Reproduce the data below in full and to the letter, images excepted.
:: Supplied information ::
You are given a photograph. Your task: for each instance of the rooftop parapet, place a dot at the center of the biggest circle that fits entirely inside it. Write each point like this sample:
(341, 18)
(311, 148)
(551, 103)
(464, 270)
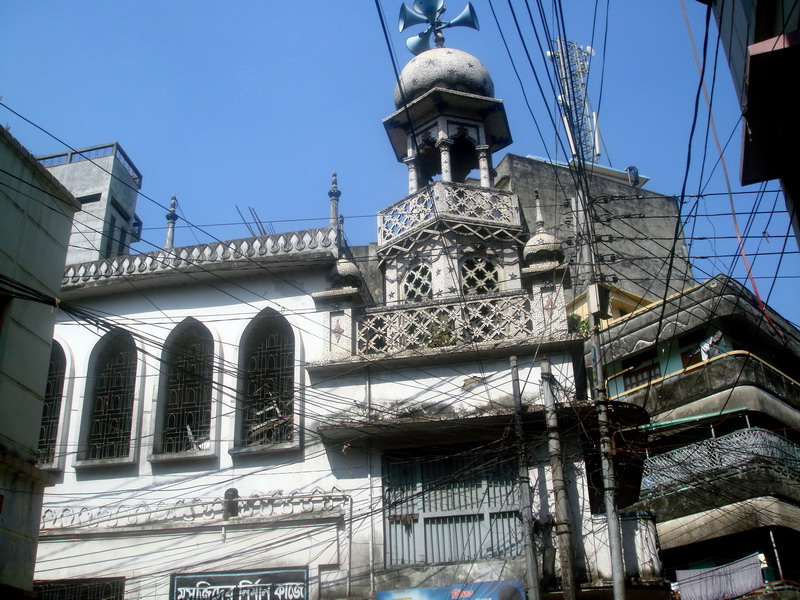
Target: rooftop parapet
(293, 244)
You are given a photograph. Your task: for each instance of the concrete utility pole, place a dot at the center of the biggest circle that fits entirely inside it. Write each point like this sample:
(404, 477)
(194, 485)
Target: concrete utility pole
(601, 402)
(563, 523)
(525, 510)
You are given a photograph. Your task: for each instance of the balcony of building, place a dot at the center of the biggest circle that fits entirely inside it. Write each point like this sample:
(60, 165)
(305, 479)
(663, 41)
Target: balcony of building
(689, 463)
(467, 208)
(728, 372)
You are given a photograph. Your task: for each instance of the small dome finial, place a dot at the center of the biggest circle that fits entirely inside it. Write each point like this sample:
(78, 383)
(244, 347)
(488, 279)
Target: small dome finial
(171, 218)
(334, 191)
(539, 217)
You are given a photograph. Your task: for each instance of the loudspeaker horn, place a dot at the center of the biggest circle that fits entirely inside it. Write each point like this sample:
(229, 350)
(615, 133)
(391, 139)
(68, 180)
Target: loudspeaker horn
(467, 18)
(408, 18)
(428, 7)
(419, 43)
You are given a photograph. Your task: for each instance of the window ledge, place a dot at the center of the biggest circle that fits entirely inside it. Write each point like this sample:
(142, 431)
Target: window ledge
(276, 448)
(100, 463)
(51, 467)
(189, 455)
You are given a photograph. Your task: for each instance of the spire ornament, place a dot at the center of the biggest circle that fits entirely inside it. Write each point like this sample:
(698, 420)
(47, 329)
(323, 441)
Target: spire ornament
(171, 218)
(334, 194)
(431, 11)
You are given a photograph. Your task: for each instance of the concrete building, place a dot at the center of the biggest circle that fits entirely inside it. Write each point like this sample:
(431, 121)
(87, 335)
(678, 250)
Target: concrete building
(719, 378)
(761, 39)
(36, 213)
(288, 415)
(106, 183)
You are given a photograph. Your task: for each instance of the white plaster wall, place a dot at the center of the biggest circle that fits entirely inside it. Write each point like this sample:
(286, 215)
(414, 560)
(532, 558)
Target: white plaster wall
(148, 558)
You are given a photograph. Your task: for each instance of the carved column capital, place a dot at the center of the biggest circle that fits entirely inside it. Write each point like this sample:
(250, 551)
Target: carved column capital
(485, 165)
(413, 177)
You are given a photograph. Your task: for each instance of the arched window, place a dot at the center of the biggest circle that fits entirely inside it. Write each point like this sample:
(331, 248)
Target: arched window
(479, 275)
(111, 386)
(51, 411)
(186, 371)
(417, 283)
(266, 363)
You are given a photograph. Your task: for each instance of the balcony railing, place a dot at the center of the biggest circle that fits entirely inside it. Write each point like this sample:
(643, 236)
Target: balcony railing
(732, 369)
(686, 463)
(456, 201)
(441, 324)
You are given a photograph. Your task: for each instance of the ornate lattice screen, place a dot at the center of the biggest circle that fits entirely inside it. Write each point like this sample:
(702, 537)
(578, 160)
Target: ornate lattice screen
(417, 283)
(479, 275)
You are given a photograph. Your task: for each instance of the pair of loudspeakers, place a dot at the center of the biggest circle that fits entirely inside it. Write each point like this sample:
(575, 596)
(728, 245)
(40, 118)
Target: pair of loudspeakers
(430, 11)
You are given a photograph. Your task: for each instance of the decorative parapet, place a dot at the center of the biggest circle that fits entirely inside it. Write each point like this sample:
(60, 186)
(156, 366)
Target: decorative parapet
(253, 248)
(440, 324)
(192, 512)
(456, 201)
(679, 466)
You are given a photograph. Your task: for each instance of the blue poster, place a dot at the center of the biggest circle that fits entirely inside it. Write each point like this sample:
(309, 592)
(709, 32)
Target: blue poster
(508, 589)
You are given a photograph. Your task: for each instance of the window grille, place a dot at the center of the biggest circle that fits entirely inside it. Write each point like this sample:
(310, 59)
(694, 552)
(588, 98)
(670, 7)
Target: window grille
(641, 376)
(417, 283)
(52, 405)
(80, 589)
(454, 509)
(188, 370)
(267, 362)
(479, 275)
(112, 398)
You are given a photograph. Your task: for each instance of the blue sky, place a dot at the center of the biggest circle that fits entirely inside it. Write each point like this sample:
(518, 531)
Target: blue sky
(255, 103)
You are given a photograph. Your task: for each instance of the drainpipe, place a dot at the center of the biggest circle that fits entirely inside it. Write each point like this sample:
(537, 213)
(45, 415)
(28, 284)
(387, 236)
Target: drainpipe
(368, 394)
(563, 523)
(525, 511)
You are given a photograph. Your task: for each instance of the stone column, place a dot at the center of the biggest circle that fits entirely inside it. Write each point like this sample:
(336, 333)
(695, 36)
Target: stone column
(485, 165)
(444, 144)
(413, 178)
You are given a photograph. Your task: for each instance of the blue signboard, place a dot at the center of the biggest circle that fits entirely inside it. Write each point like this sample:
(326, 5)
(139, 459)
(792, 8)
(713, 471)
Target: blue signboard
(269, 584)
(508, 589)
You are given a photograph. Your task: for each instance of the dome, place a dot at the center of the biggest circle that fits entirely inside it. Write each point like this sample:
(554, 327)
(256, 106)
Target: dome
(446, 68)
(347, 269)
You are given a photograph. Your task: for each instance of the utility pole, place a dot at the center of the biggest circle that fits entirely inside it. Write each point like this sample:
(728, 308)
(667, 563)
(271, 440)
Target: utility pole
(525, 510)
(563, 523)
(601, 402)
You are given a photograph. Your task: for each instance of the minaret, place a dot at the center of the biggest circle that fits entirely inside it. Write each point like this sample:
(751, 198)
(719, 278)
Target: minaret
(447, 121)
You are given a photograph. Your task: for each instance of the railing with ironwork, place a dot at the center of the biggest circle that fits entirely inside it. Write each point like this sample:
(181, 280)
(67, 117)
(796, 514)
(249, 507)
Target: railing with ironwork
(247, 249)
(457, 201)
(688, 462)
(190, 511)
(439, 324)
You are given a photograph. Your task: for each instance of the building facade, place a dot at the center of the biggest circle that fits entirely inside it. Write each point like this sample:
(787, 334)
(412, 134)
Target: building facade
(288, 415)
(36, 218)
(717, 374)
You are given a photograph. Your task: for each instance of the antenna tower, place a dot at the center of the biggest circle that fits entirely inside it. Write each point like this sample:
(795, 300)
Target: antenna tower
(580, 123)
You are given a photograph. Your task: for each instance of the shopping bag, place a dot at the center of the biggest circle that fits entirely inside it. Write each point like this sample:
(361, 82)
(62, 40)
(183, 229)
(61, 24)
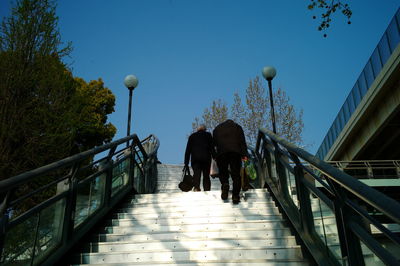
:::
= The completed task =
You are given a photograph. Your task: for each instance of the rooftop parapet, place a dot at the center of the biggest circle that fits entirely inside it. Write each point like this sample:
(341, 18)
(311, 148)
(551, 103)
(464, 270)
Target: rooftop parapet
(293, 244)
You are given a photograph. Your task: for each instance of the concrete utility pole, place a dot at the center of the biggest circle that fits entirely inside it. Write each point like this sample:
(404, 477)
(194, 485)
Target: concrete utility pole
(601, 402)
(563, 523)
(525, 510)
You are given a photograph. Your task: for each instance of the balcony of building, place a dot at the center of the biggest circle that fits entirely inside it. Write each point like this sample:
(60, 165)
(305, 479)
(663, 41)
Target: balcony of building
(689, 463)
(467, 208)
(728, 372)
You are given a photograph. Your task: for each instance of the small dome finial, place a dot at the center of the biggest circle that fits entirely inside it. Write each point like this sample:
(78, 383)
(244, 347)
(488, 279)
Target: small dome finial
(171, 218)
(334, 191)
(539, 217)
You are given a photograph. Your task: for each instance of the loudspeaker horn, place a dot at the center of the biggest circle that fits entirely inside it. Write each point like this sample:
(229, 350)
(615, 133)
(391, 139)
(68, 180)
Target: loudspeaker horn
(467, 18)
(408, 18)
(428, 7)
(419, 43)
You are given a photograph. Your task: for each instance of the window ledge, place a dot at the center of the biggest circle that fits entirely inside it. Write each point like this sample:
(142, 431)
Target: window ledge
(276, 448)
(100, 463)
(51, 467)
(189, 455)
You are given a photograph. Your task: for each instance of the spire ornament, place a dot at the center of the biggest circle that fits entirely inside it. Write each point like this sample:
(698, 420)
(47, 329)
(323, 441)
Target: spire ornament
(171, 218)
(334, 194)
(431, 11)
You are given a photograph. Your task: for each instance of the concrete building, place a dot at the center of the biggest circle that fits entirely inside it. Write each point like this sample:
(431, 121)
(87, 335)
(678, 250)
Target: concrete building
(719, 378)
(761, 39)
(36, 213)
(288, 415)
(106, 183)
You are given a photograph. Your task: for each instance of the white plaster wall, place a dot at the center of the biggest circle that fits entirely inside it. Write each point like this sample:
(286, 215)
(414, 560)
(532, 558)
Target: white plaster wall
(148, 558)
You are given a photograph. Your task: for each instance of the carved column capital, place a dot at the center of the biggest circle that fits entirely inside it. Write each point like this sample:
(250, 551)
Target: carved column capital
(485, 165)
(413, 177)
You are given a photograph. Your task: for each instance of the arched window, place a dot at the center of the biggest circle that fits entirely inside it. Write each point like this sample:
(331, 248)
Target: arched window
(479, 275)
(111, 386)
(51, 411)
(186, 371)
(417, 283)
(266, 363)
You are given a photograph. Your task: for each instance of the balcony railing, place a dot at the center of the biggest circle that fits entirely inside it. Write each point like this sample:
(643, 236)
Target: balcony railing
(732, 369)
(686, 463)
(456, 201)
(441, 324)
You are given a photograph. Your task: for each instance of the ornate lattice screen, place a dot at the center of the biggest circle that fits entirely inside it. Write each point like this sample:
(702, 537)
(578, 160)
Target: ornate lattice screen
(417, 283)
(479, 275)
You are given a photograph. Your task: for each instance of the pair of loudspeakers, place a dot at the center of the biggest circle that fits entirely inside it. Write each point like this sample:
(575, 596)
(728, 245)
(40, 118)
Target: pair of loudspeakers
(430, 11)
You are given a photograph. Your task: for each instance of the decorative parapet, place a dot at the center of the biggest circle that fits entirely inside it. Write each point like this sample:
(60, 186)
(156, 366)
Target: decorative parapet
(253, 248)
(440, 324)
(192, 512)
(456, 201)
(679, 466)
You are given a photograph. Your task: for each instance of the blue poster, place a dot at the center of the biggest circle that fits entirely inside it. Write each point like this sample:
(309, 592)
(709, 32)
Target: blue poster
(508, 589)
You are given a photograph. Your task: for each instance of the window grille, place a dot at the center of the biggest circle that fits entirely inside it. Write each point like this sample:
(310, 59)
(694, 552)
(588, 98)
(670, 7)
Target: window grille
(641, 376)
(417, 283)
(52, 405)
(80, 589)
(454, 509)
(188, 370)
(267, 362)
(479, 275)
(112, 398)
You are given a photograph. Your task: for each instance of the blue sky, place a dot at the center of the biggest circle that fits entirely inside it. Write each point like this sample:
(518, 531)
Target: blue sky
(255, 103)
You are given a photograph. Your task: for each instance of the drainpipe, place a dot at the center of the biggest circle that fits entirely inside it. Write each point like this sample:
(537, 213)
(45, 415)
(28, 284)
(387, 236)
Target: drainpipe
(368, 394)
(563, 523)
(525, 511)
You are given a photograph. Your task: for each instance of the stone column, place a dot at the center of the biggest circle that fits entirely inside it. Write each point like this sample:
(336, 333)
(695, 36)
Target: stone column
(485, 165)
(444, 144)
(413, 178)
You are given a photograph. Your task: for each instance of the blue signboard, place a dot at the center of the biggest circle that fits entirely inside it. Write each point like this sample:
(326, 5)
(139, 459)
(792, 8)
(713, 471)
Target: blue signboard
(269, 584)
(508, 589)
You are given a photograph. Your task: for each instance of the dome, place a dot at the center of the biggest circle that fits entirely inside it. Write each point like this sample:
(554, 327)
(256, 106)
Target: dome
(446, 68)
(347, 269)
You are given a photograph. Your task: for each instance of the utility pole, place a dot at the center of the biggest circle that fits entirely inside it. Write each point like this sample:
(728, 308)
(667, 563)
(271, 440)
Target: utility pole
(525, 510)
(563, 523)
(601, 402)
You are given a photograph. Your task: for each instance of the minaret, place a dot at the center of the biggest circle that fits entirely inside it. Write each point like this sample:
(751, 198)
(719, 278)
Target: minaret
(447, 121)
You are given a photograph. Your task: for each instance of the railing with ironwork, place a dot at the center of the biggest circle that fits entirely inside it. Write each point like this sample:
(181, 280)
(67, 117)
(796, 514)
(249, 507)
Target: railing with ironwork
(247, 249)
(457, 201)
(688, 462)
(190, 511)
(439, 324)
You are given a photograph. Your task: for each instance of the building facade, place a dot at the center of the biggest circle that fits entirely inside it. Write each point like this sample:
(787, 334)
(412, 134)
Target: building facade
(288, 415)
(36, 218)
(717, 374)
You are given a photograph. Your task: for each instance of the antenna tower, place a dot at the center of the biggest circle that fits entirely inside it. Write each point like this sample:
(795, 300)
Target: antenna tower
(580, 123)
You are given a photograph. Your task: for each instance of the shopping bag, place a dot at the center of the biggest circle that fits entirely inside it. Write each point like this sample:
(361, 82)
(62, 40)
(183, 229)
(61, 24)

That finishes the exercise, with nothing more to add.